- Assignment -
Print, word for word, the stretch of the blog post about the Bob Dylan interview from "With all the" through "polarized light devices.".

- Extracted text -
------------------------
Odds and Ends ...9:29 pm

If you haven’t seen it, the complete text of the Douglas Brinkley / Bob Dylan interview, as originally published in the print version of Rolling Stone and later in the U.K. Sunday Times, is available at this link. I have to assume that website has permission to publish it.

One quote we haven’t already covered here:

Like the dour-faced farmer in Grant Wood’s painting American Gothic, Dylan seems to have the American songbook in one hand and a raised pitchfork in the other, aimed at rock critics, politicians, Wall Street financiers, back-alley thieves, the world wide web – anything that cheapens the spirit of the individual. His nostalgia is more for the Chess Records 1950s than the psychedelic 1960s. He believes that Europe should lose the euro and go back to its old currencies – “I miss the pictures on the old money,” he says. If Dylan had his way, there’d be Sousa bands on Main Street and vinyl albums instead of CDs. Teenagers would go on nature hikes instead of watching YouTube. “It’s peculiar and unnerving in a way to see so many young people walking around with mobile phones and iPods in their ears and so wrapped up in media and video games,” he says. “It robs them of their self-identity. It’s a shame to see them so tuned out to real life. Of course they are free to do that, as if that’s got anything to do with freedom. The cost of liberty is high, and young people should understand that before they start spending their life with all those gadgets.”

Those are exceedingly wise remarks by Bob, I think. (Leave aside for a moment the fact that Sonia Sotomayor says that “there can never be a universal definition of wise.”)

With all the focus in the media on the bad things coming out of North Korea (and can there ever really be a universal definition of bad?), don’t miss this recent nugget from the official North Korean news service, on the medical benefits of polarized light devices.
------------------------
- Given records -
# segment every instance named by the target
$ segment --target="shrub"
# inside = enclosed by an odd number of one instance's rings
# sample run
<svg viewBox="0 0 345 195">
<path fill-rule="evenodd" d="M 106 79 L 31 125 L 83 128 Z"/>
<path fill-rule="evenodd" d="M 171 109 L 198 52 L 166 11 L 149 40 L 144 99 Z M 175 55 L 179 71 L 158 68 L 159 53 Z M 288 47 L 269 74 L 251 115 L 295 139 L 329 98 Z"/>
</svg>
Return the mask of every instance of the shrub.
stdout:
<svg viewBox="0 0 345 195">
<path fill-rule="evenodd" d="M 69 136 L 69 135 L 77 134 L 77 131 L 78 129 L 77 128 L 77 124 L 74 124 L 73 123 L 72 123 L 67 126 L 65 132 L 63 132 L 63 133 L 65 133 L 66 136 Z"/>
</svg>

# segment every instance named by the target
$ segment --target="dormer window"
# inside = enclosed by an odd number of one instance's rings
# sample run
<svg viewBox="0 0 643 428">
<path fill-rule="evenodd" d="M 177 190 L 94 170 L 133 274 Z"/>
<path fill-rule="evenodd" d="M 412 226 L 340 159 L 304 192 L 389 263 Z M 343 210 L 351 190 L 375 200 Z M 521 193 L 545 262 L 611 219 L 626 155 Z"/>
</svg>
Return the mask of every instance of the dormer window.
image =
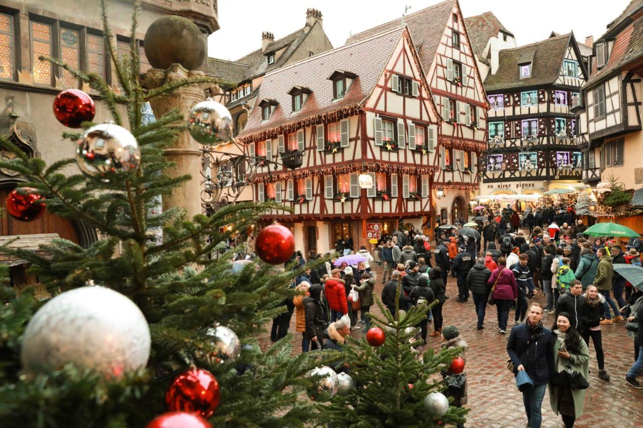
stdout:
<svg viewBox="0 0 643 428">
<path fill-rule="evenodd" d="M 293 86 L 288 94 L 293 97 L 293 111 L 299 111 L 312 91 L 303 86 Z"/>
<path fill-rule="evenodd" d="M 531 63 L 521 64 L 518 67 L 520 67 L 520 78 L 523 79 L 527 77 L 531 77 Z"/>
<path fill-rule="evenodd" d="M 334 100 L 341 98 L 346 94 L 350 84 L 358 75 L 350 71 L 335 70 L 329 77 L 332 81 L 332 98 Z"/>
</svg>

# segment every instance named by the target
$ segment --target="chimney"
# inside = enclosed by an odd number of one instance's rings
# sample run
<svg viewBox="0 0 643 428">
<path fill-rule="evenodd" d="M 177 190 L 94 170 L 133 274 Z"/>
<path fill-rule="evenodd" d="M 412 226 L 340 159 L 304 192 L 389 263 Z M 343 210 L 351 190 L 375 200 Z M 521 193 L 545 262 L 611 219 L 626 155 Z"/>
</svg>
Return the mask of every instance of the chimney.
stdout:
<svg viewBox="0 0 643 428">
<path fill-rule="evenodd" d="M 322 25 L 322 12 L 317 9 L 306 9 L 306 26 L 312 27 L 315 21 Z"/>
<path fill-rule="evenodd" d="M 264 31 L 261 33 L 261 51 L 266 51 L 268 45 L 275 41 L 275 35 L 268 31 Z"/>
</svg>

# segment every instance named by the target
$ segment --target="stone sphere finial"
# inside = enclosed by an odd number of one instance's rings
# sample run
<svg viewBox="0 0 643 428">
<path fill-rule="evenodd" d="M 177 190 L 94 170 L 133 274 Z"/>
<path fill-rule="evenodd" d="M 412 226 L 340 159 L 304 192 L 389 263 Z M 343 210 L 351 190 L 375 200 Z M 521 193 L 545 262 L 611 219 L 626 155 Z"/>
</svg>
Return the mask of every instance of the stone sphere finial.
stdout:
<svg viewBox="0 0 643 428">
<path fill-rule="evenodd" d="M 180 64 L 188 70 L 198 68 L 206 55 L 206 38 L 199 27 L 181 16 L 159 18 L 145 33 L 145 55 L 154 68 L 167 69 Z"/>
</svg>

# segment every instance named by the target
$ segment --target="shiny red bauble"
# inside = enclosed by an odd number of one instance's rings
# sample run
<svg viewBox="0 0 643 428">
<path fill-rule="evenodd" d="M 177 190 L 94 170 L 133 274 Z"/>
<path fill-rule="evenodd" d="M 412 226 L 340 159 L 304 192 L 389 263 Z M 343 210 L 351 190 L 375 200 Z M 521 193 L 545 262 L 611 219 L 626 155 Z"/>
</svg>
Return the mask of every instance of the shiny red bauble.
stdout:
<svg viewBox="0 0 643 428">
<path fill-rule="evenodd" d="M 221 396 L 219 382 L 207 370 L 192 368 L 174 379 L 165 393 L 168 409 L 197 413 L 203 418 L 212 416 Z"/>
<path fill-rule="evenodd" d="M 454 375 L 459 375 L 464 370 L 464 359 L 462 357 L 454 358 L 449 366 L 449 372 Z"/>
<path fill-rule="evenodd" d="M 366 341 L 371 346 L 381 346 L 385 337 L 384 330 L 379 327 L 373 327 L 366 334 Z"/>
<path fill-rule="evenodd" d="M 6 197 L 6 211 L 16 220 L 32 222 L 44 213 L 45 206 L 41 202 L 44 199 L 44 197 L 30 187 L 14 189 Z"/>
<path fill-rule="evenodd" d="M 152 419 L 147 428 L 212 428 L 212 426 L 197 415 L 168 412 Z"/>
<path fill-rule="evenodd" d="M 53 114 L 66 127 L 80 128 L 83 122 L 94 119 L 96 106 L 91 97 L 82 91 L 66 89 L 54 99 Z"/>
<path fill-rule="evenodd" d="M 287 227 L 271 224 L 257 235 L 255 247 L 261 260 L 271 265 L 279 265 L 289 260 L 294 253 L 294 236 Z"/>
</svg>

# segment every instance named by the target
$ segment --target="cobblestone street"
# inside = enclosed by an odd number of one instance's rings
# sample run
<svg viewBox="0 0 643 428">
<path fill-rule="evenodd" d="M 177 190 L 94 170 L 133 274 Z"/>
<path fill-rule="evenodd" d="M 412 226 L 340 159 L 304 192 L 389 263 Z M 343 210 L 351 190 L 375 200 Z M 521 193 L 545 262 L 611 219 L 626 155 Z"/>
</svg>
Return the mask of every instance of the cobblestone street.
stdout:
<svg viewBox="0 0 643 428">
<path fill-rule="evenodd" d="M 381 266 L 375 265 L 377 274 L 376 294 L 381 294 L 383 284 L 379 278 L 382 276 Z M 469 343 L 466 353 L 467 373 L 469 382 L 469 403 L 470 409 L 466 427 L 525 427 L 527 418 L 522 404 L 522 395 L 516 388 L 513 375 L 506 368 L 507 335 L 498 332 L 496 309 L 487 307 L 485 317 L 485 328 L 476 330 L 476 317 L 473 299 L 464 303 L 455 301 L 457 287 L 455 278 L 449 275 L 447 294 L 451 298 L 444 304 L 443 315 L 444 325 L 453 324 L 460 330 L 460 334 Z M 537 301 L 544 303 L 539 292 L 535 298 Z M 372 307 L 379 313 L 377 305 Z M 513 321 L 514 311 L 509 314 L 511 325 Z M 291 322 L 290 331 L 294 334 L 293 347 L 294 352 L 301 350 L 301 334 L 294 330 L 295 317 Z M 550 328 L 554 323 L 553 315 L 545 315 L 543 324 Z M 267 326 L 269 328 L 269 326 Z M 433 325 L 429 323 L 429 331 L 433 331 Z M 511 328 L 511 326 L 509 327 Z M 509 329 L 508 329 L 509 330 Z M 583 415 L 574 425 L 578 428 L 607 428 L 640 427 L 643 420 L 643 389 L 635 389 L 624 380 L 628 368 L 634 361 L 633 339 L 627 337 L 623 324 L 602 326 L 603 348 L 605 352 L 606 370 L 611 376 L 610 382 L 598 378 L 593 346 L 590 344 L 590 388 L 587 390 Z M 361 337 L 361 330 L 351 332 L 356 338 Z M 439 337 L 427 337 L 428 344 L 436 350 L 440 348 Z M 261 337 L 264 346 L 269 343 L 268 335 Z M 544 427 L 562 427 L 560 416 L 555 415 L 549 406 L 548 393 L 543 401 L 543 425 Z"/>
</svg>

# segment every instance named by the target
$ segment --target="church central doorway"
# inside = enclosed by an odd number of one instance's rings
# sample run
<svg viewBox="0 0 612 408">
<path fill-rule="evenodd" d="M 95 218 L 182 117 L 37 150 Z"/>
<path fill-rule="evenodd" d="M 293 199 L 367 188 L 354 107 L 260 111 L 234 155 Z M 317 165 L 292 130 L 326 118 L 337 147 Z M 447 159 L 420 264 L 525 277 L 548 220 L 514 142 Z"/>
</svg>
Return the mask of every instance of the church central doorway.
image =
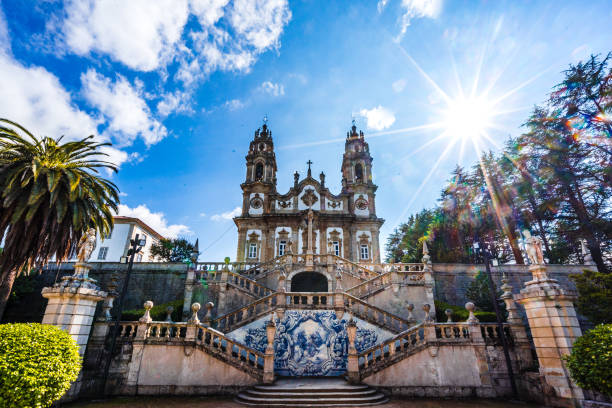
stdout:
<svg viewBox="0 0 612 408">
<path fill-rule="evenodd" d="M 301 272 L 291 279 L 292 292 L 327 292 L 327 278 L 318 272 Z"/>
</svg>

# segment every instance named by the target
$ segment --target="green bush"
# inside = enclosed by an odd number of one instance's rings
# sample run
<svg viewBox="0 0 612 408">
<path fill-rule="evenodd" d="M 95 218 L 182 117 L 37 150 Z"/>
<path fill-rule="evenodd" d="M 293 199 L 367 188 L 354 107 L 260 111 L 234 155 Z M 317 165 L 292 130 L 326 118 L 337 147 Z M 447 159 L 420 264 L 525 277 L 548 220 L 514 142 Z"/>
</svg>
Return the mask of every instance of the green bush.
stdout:
<svg viewBox="0 0 612 408">
<path fill-rule="evenodd" d="M 470 312 L 465 310 L 464 306 L 450 305 L 440 300 L 436 300 L 434 301 L 434 303 L 436 305 L 436 320 L 438 322 L 446 322 L 446 319 L 447 319 L 446 313 L 445 313 L 446 309 L 450 309 L 453 311 L 453 313 L 451 314 L 451 319 L 453 319 L 453 322 L 465 322 L 470 315 Z M 495 313 L 493 312 L 485 312 L 482 310 L 476 310 L 474 314 L 476 315 L 476 318 L 483 323 L 490 323 L 490 322 L 497 321 L 497 318 L 495 317 Z"/>
<path fill-rule="evenodd" d="M 578 289 L 576 307 L 594 325 L 612 323 L 612 274 L 584 270 L 571 275 Z"/>
<path fill-rule="evenodd" d="M 174 311 L 172 312 L 172 320 L 175 322 L 180 322 L 183 317 L 182 299 L 153 306 L 150 312 L 151 318 L 155 321 L 166 320 L 166 316 L 168 315 L 166 309 L 168 308 L 168 306 L 172 306 L 174 308 Z M 144 315 L 144 308 L 124 310 L 123 313 L 121 313 L 121 320 L 131 322 L 140 319 L 142 315 Z"/>
<path fill-rule="evenodd" d="M 566 361 L 576 384 L 612 396 L 612 324 L 579 337 Z"/>
<path fill-rule="evenodd" d="M 0 325 L 0 407 L 48 407 L 81 370 L 79 346 L 39 323 Z"/>
</svg>

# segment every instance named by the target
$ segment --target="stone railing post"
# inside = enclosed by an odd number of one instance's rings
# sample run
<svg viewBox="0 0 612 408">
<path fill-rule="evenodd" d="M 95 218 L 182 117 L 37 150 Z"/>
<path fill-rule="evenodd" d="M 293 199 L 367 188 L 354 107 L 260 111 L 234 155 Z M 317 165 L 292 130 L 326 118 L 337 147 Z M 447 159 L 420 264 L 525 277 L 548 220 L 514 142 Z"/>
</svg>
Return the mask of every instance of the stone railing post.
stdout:
<svg viewBox="0 0 612 408">
<path fill-rule="evenodd" d="M 138 328 L 136 329 L 136 340 L 144 340 L 149 335 L 149 323 L 153 321 L 151 318 L 151 309 L 153 308 L 153 302 L 147 300 L 144 305 L 145 314 L 138 319 Z"/>
<path fill-rule="evenodd" d="M 77 262 L 72 276 L 42 290 L 42 296 L 49 299 L 42 323 L 68 332 L 79 345 L 81 356 L 87 348 L 96 304 L 108 295 L 88 276 L 89 269 L 91 265 Z"/>
<path fill-rule="evenodd" d="M 196 271 L 193 268 L 187 268 L 187 278 L 185 279 L 185 294 L 183 296 L 183 319 L 189 316 L 189 305 L 193 299 L 193 287 L 196 283 Z"/>
<path fill-rule="evenodd" d="M 361 378 L 359 376 L 359 356 L 355 348 L 355 338 L 357 337 L 357 323 L 351 317 L 351 320 L 346 324 L 346 334 L 349 340 L 348 363 L 346 367 L 348 381 L 351 384 L 359 384 Z"/>
<path fill-rule="evenodd" d="M 210 327 L 210 323 L 212 322 L 212 309 L 215 307 L 215 304 L 213 302 L 208 302 L 205 305 L 206 307 L 206 314 L 204 315 L 204 320 L 202 321 L 202 325 L 204 327 Z M 196 314 L 196 318 L 197 318 L 197 314 Z"/>
<path fill-rule="evenodd" d="M 474 310 L 476 310 L 476 305 L 472 302 L 467 302 L 465 304 L 465 310 L 467 310 L 470 315 L 466 320 L 470 330 L 470 339 L 472 339 L 472 343 L 483 343 L 484 339 L 482 338 L 482 332 L 480 331 L 480 320 L 474 314 Z"/>
<path fill-rule="evenodd" d="M 529 271 L 533 280 L 525 283 L 514 300 L 525 308 L 540 376 L 555 390 L 555 395 L 549 396 L 551 403 L 580 406 L 584 394 L 570 378 L 563 359 L 582 334 L 574 310 L 576 293 L 561 288 L 557 280 L 551 279 L 544 264 L 532 264 Z"/>
<path fill-rule="evenodd" d="M 272 384 L 274 382 L 274 335 L 276 334 L 276 324 L 274 317 L 268 320 L 266 324 L 266 337 L 268 345 L 264 354 L 264 384 Z"/>
<path fill-rule="evenodd" d="M 191 317 L 187 320 L 187 333 L 185 334 L 185 340 L 196 340 L 197 338 L 197 329 L 200 324 L 200 319 L 198 318 L 198 311 L 200 310 L 200 304 L 194 303 L 191 305 Z"/>
</svg>

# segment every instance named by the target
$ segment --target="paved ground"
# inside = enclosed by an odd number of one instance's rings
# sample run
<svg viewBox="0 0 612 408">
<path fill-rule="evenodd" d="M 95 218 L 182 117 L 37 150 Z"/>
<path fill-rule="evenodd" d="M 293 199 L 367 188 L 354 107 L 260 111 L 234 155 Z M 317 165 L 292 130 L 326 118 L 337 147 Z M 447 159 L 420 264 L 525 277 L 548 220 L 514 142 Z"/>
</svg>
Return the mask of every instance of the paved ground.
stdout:
<svg viewBox="0 0 612 408">
<path fill-rule="evenodd" d="M 430 400 L 430 399 L 393 399 L 378 405 L 383 408 L 537 408 L 537 405 L 511 403 L 496 400 Z M 129 397 L 114 398 L 107 401 L 76 402 L 64 405 L 66 408 L 244 408 L 231 398 L 216 397 Z"/>
</svg>

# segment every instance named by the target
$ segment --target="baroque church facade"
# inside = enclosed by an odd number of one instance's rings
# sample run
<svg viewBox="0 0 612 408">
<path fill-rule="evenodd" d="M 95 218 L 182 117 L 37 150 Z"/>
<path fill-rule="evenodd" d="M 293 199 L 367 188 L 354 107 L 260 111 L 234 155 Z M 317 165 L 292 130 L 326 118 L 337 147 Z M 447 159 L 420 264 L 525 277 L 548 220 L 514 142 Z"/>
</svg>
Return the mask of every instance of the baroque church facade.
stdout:
<svg viewBox="0 0 612 408">
<path fill-rule="evenodd" d="M 267 124 L 255 131 L 246 155 L 241 184 L 242 213 L 238 227 L 238 262 L 268 262 L 285 254 L 332 254 L 356 263 L 380 263 L 379 232 L 384 223 L 376 215 L 372 156 L 362 131 L 353 123 L 346 134 L 342 156 L 342 189 L 334 194 L 308 172 L 293 186 L 277 191 L 276 154 Z"/>
</svg>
------------------------
- Response to this task -
With all the focus in the media on the bad things coming out of North Korea (and can there ever really be a universal definition of bad?), don’t miss this recent nugget from the official North Korean news service, on the medical benefits of polarized light devices.